§ What the task asks: Give every line of the items below as a Markdown table with two columns, "No." and "Text", numbering the rows in order and leaving out blank lines.

Position identification records
____

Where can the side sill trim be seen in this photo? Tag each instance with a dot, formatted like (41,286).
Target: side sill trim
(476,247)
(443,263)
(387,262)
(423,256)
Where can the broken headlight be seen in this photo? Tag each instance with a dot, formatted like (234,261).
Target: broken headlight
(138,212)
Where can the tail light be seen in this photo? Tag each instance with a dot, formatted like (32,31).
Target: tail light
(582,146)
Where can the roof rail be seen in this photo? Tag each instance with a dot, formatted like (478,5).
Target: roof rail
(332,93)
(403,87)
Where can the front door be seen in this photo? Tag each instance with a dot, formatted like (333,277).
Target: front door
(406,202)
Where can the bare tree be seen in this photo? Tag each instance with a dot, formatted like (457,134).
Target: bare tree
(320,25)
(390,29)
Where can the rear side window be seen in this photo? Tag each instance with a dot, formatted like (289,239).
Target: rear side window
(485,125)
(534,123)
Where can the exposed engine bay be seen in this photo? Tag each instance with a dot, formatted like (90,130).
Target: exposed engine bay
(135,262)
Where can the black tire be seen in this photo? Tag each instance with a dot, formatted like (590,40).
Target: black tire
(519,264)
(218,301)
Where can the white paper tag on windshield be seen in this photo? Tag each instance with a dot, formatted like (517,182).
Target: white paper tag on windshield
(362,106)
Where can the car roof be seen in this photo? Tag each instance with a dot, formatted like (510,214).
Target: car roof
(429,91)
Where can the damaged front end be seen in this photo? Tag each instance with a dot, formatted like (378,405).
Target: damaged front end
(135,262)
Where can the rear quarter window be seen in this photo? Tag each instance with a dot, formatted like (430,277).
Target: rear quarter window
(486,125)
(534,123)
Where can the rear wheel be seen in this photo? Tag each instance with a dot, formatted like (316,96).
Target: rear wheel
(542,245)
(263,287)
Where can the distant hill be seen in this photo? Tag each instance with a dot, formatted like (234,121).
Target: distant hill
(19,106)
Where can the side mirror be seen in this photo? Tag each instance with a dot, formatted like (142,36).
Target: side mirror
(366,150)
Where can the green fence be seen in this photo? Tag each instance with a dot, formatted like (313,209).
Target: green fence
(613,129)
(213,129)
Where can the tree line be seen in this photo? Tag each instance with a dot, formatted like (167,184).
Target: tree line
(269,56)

____

§ Result of the task:
| No. | Text |
|---|---|
| 1 | Where can the side sill trim be seen in this photo? Tag each instance with a dot, formatted like (41,286). |
| 2 | Target: side sill trim |
| 3 | (476,247) |
| 4 | (443,263) |
| 5 | (387,262) |
| 6 | (423,256) |
| 7 | Where can the broken headlight be seen in this photo? Tag each instance with a dot, formatted like (234,261). |
| 8 | Target: broken headlight |
| 9 | (138,212) |
| 10 | Where can the tail light be seen in this photo? Tag each instance with a dot, formatted like (32,31). |
| 11 | Target: tail light |
| 12 | (582,146) |
| 13 | Where can the roof rail be seen in this photo? Tag each instance with a dot, formatted like (478,5). |
| 14 | Target: roof rail |
| 15 | (332,93) |
| 16 | (403,87) |
| 17 | Where can the front door be seen in this photo? Tag each instance with a dot, formatted like (333,277). |
| 18 | Target: front door |
| 19 | (406,202) |
| 20 | Where can the bare tree be seen in this photo? Tag each instance with a dot, formatted like (457,134). |
| 21 | Target: bare tree |
| 22 | (320,25) |
| 23 | (390,29) |
| 24 | Where can the rear side window be seen in this photo? Tag each instance with a dot, formatted like (289,239). |
| 25 | Target: rear side window |
| 26 | (485,125) |
| 27 | (534,123) |
| 28 | Where can the exposed engine bay be seen in this photo? Tag each instance with a dot, formatted like (90,130). |
| 29 | Target: exposed engine bay |
| 30 | (135,262) |
| 31 | Where can the black tire be seen in this photo? Tag each instance with a dot, formatted like (590,40). |
| 32 | Target: black tire |
| 33 | (519,264) |
| 34 | (218,301) |
| 35 | Where can the white paper tag on windshield be seen in this photo? Tag each instance with a dot, formatted like (517,182). |
| 36 | Target: white paper tag on windshield |
| 37 | (362,106) |
| 38 | Where can the car roof be seen in this photo? Tag each instance with a dot, formatted like (510,214). |
| 39 | Target: car roof |
| 40 | (429,91) |
| 41 | Where can the damaged front end be seen in this photo? Tag each instance with a dot, formatted like (378,405). |
| 42 | Target: damaged front end |
| 43 | (135,262) |
| 44 | Where can the rear quarter window be seen in this photo? Tag each instance with a dot, formatted like (430,277). |
| 45 | Target: rear quarter window |
| 46 | (486,125) |
| 47 | (534,123) |
| 48 | Where can the rear wheel be seen in this photo? Tag each instance with a dot, formatted like (316,96). |
| 49 | Target: rear wheel |
| 50 | (542,245) |
| 51 | (263,287) |
| 52 | Where can the distant hill be seen in this photo? Tag each instance with a dot, formatted like (234,121). |
| 53 | Target: distant hill |
| 54 | (19,106) |
| 55 | Where can the side mirror be seen in this photo? Tag each instance with a dot, formatted like (142,36). |
| 56 | Target: side mirror |
| 57 | (366,150) |
| 58 | Where can the green fence be seen in this photo? Tag each instance with a dot, formatted like (313,209). |
| 59 | Target: green fence |
| 60 | (613,129) |
| 61 | (213,129) |
| 62 | Where can the tree line be seen in this photo? Tag each instance with a dot, formatted like (167,184). |
| 63 | Target: tree line |
| 64 | (269,56) |